Stored items from a collection

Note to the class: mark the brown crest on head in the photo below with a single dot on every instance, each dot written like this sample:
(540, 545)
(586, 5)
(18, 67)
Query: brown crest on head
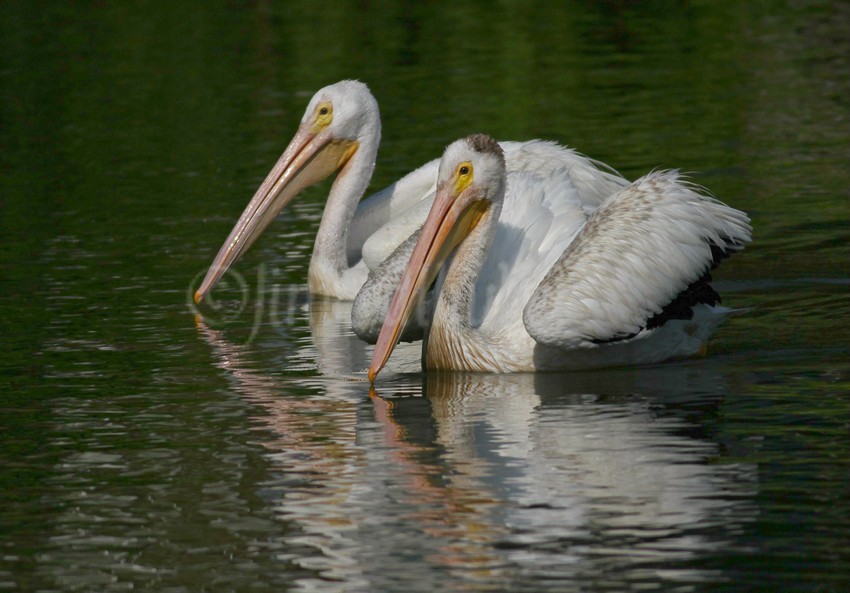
(485, 144)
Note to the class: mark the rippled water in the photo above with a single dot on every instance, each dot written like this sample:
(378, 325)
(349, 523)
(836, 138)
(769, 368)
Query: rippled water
(146, 447)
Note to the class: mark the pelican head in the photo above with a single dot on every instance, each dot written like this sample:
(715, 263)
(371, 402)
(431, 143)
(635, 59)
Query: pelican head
(471, 180)
(340, 118)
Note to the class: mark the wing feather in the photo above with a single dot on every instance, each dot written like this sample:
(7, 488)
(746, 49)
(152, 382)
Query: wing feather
(645, 245)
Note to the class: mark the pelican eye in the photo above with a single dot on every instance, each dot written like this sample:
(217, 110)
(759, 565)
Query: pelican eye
(463, 177)
(324, 114)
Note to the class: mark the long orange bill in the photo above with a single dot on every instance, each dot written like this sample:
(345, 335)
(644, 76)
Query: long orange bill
(446, 226)
(309, 158)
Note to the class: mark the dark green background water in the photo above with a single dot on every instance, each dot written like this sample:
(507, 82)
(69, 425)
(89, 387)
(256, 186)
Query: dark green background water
(142, 448)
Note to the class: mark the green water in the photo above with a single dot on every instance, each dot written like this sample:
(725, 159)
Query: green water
(142, 448)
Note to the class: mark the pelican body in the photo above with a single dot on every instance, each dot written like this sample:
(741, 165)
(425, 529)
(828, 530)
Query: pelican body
(532, 274)
(340, 132)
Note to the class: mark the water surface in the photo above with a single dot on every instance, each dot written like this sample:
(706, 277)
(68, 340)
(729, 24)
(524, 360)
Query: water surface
(145, 447)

SET EXERCISE
Render the lines above as a JSON list of strings, one string per line, skipping blank lines and leaving out the pictures.

COMPLETE OUTPUT
[
  "Note to the class: mark the brown crest on head in the photo below with a single dot on every instance, each dot written like this sample:",
  "(540, 545)",
  "(586, 5)",
  "(18, 67)",
  "Query: brown crest on head",
  "(485, 144)",
  "Note to the class: mark the rippled water in the photo above with a single dot on every instance, each dot written like this sample:",
  "(378, 325)",
  "(349, 523)",
  "(836, 138)",
  "(769, 368)",
  "Query: rippled water",
  "(146, 447)",
  "Note to the class: mark the pelican head in the photo above with a single dot on every instance, each dot written like this sample:",
  "(715, 263)",
  "(371, 402)",
  "(431, 143)",
  "(635, 59)",
  "Query: pelican head",
  "(471, 180)",
  "(340, 118)",
  "Note to the class: mark the wing feather in the photo above with a single dot on every instance, each dot written like this sample:",
  "(7, 488)",
  "(746, 49)",
  "(152, 382)",
  "Query: wing feather",
  "(645, 245)",
  "Note to the class: mark the pelican eye in the photo above with a single dot on every instance, each dot written like this sample:",
  "(217, 110)",
  "(759, 565)",
  "Query: pelican eye",
  "(463, 177)",
  "(324, 114)",
  "Note to the class: mark the long orange bill in the photo above with a single dot on every instance, each dot written like this sample:",
  "(345, 335)",
  "(644, 76)",
  "Query: long orange bill",
  "(446, 226)",
  "(309, 158)",
  "Note to the class: mark the dark green background water in the photo above with a single dot on every instance, each dot written like this sample:",
  "(507, 82)",
  "(69, 425)",
  "(89, 387)",
  "(256, 186)",
  "Query: dark green background water",
  "(142, 448)",
  "Note to the class: mark the green water in the photo above with a single dot on every instance, each dot written like this sample:",
  "(725, 159)",
  "Query: green water",
  "(142, 448)",
  "Note to the class: mark the pelican body in the photo above with a single dot on every instance, each dot written like this sample:",
  "(741, 165)",
  "(425, 529)",
  "(828, 530)",
  "Query: pelican body",
  "(532, 274)",
  "(340, 132)",
  "Note to the class: mark the water surface in the photo above with a single dot on every instance, each dot written like this sample:",
  "(706, 277)",
  "(68, 340)",
  "(729, 24)",
  "(524, 360)",
  "Query: water surface",
  "(145, 447)"
]